§ SOURCE EXCERPT
· · · · · · ·

Mystara is a cultural mish-mash, the Savage Coast was largely various Iberian themed regions including South America with the Republic of Texas thrown in for good measure. The Wallara or Chameleon men were redesigned decades ago into a pure reptilian race back in the Savage Coast Monstrous Compendium. Most of the critique was about the art, but the art was largely changed since then. The biggest problem was the Atruaghin which represent various Indian tribes, but that was more because the book was obviously rushed and was incomplete with padding like 1" margins and 14pt fonts. The entire gazetteer was rewritten in the Vaults of Pandius to fill in the numerous gaps in the book. It was one of the best selling settings in D&D, has a massive catalog of books (2nd only to Forgotten Realms), and since BECMI was translated into other languages more than 1st ed it has a large following outside of the US. The capcom beat 'em ups didn't hurt its reputation either.
 

Zardnaar

Legend
Mystara is also the home of the stunningly racist Drums on Fire Mountain.

There's definitely a lot WotC would need to hack away before republishing it as a big single package.

That said, Mystara mostly came out one gazetteer at a time. Both Karameikos and Glantri, almost certainly the two most popular nations there, by a huge margin, would require much less work to fly in 2021.

· · · · · · ·

§ INFORMATION PROVIDED

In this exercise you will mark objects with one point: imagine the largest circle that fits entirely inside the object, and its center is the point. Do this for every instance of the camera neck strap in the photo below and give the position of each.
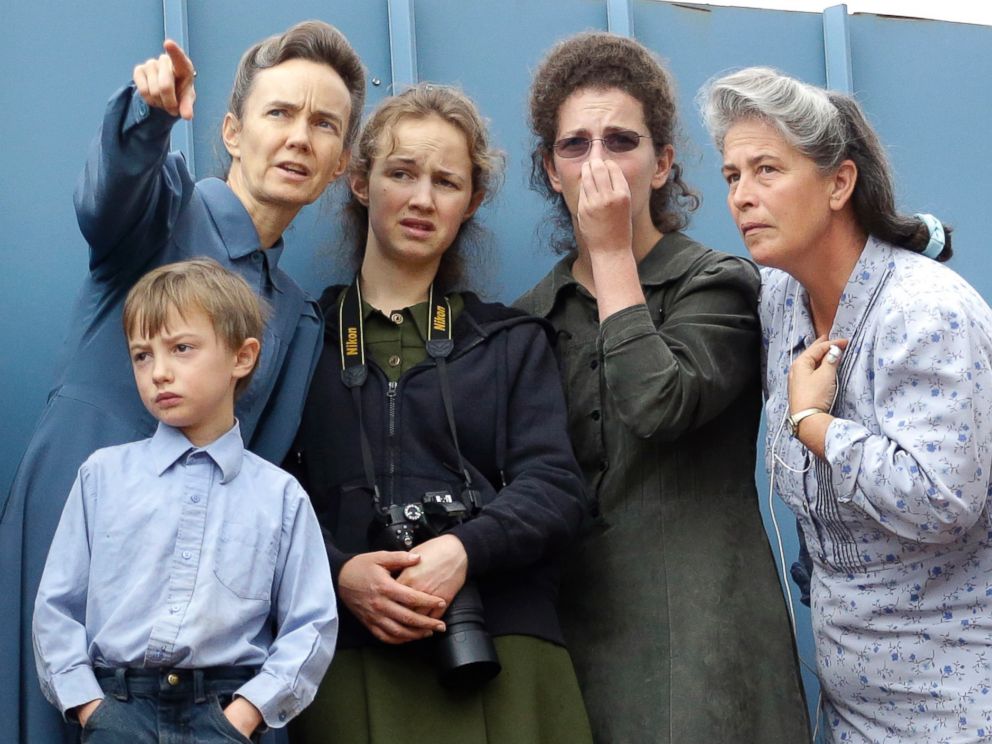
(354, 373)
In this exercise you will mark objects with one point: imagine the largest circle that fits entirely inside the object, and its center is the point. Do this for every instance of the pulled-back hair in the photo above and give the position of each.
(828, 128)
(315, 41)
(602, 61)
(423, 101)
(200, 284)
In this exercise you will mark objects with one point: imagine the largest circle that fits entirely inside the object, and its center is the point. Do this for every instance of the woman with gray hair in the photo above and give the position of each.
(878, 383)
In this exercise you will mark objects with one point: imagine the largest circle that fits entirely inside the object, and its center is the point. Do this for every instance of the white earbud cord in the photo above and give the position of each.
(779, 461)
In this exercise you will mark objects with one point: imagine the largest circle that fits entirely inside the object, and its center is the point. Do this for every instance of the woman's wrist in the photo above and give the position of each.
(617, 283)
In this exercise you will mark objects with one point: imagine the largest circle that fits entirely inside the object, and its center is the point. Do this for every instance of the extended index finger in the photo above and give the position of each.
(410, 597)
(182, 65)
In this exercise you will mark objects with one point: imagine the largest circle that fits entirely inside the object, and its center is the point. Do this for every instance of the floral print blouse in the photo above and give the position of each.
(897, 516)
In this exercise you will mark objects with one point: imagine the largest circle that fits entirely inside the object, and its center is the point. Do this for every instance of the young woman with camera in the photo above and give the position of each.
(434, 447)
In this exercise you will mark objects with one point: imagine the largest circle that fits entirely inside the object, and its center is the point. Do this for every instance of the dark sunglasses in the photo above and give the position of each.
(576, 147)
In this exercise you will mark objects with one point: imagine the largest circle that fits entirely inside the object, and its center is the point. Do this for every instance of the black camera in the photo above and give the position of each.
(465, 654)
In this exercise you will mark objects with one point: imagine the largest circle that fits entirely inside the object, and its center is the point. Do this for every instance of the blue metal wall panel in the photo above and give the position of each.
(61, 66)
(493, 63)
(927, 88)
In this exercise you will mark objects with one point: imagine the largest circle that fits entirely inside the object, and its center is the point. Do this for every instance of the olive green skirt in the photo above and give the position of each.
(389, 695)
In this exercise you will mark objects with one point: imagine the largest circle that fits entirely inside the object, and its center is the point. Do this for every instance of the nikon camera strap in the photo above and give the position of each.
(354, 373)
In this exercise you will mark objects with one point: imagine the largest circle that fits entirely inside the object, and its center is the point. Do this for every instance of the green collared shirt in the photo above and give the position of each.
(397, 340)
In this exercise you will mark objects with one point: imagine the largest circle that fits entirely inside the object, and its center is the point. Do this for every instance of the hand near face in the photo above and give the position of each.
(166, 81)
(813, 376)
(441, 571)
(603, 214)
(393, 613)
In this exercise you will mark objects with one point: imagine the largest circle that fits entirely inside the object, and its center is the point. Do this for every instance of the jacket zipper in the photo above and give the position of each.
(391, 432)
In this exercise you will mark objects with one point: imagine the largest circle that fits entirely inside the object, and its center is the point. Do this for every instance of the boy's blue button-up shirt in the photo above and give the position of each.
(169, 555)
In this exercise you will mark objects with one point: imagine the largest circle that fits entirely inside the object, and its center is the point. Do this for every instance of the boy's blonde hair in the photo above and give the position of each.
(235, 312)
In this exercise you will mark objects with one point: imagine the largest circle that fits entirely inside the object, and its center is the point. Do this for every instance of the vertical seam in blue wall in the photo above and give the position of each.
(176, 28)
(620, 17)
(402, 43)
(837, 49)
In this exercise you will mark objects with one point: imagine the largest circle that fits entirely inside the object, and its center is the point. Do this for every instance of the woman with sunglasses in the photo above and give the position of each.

· · · · · · ·

§ WORK INSTRUCTIONS
1 - List every number written in digits in the forum excerpt about Mystara, giving each one the way it appears.
2 - Reproduce the passage from the forum excerpt about Mystara, starting with "There's definitely a" and going on through "fly in 2021.".

§ TASK ANSWERS
1 -
1"
14pt
2nd
1st
2021

2 -
There's definitely a lot WotC would need to hack away before republishing it as a big single package.

That said, Mystara mostly came out one gazetteer at a time. Both Karameikos and Glantri, almost certainly the two most popular nations there, by a huge margin, would require much less work to fly in 2021.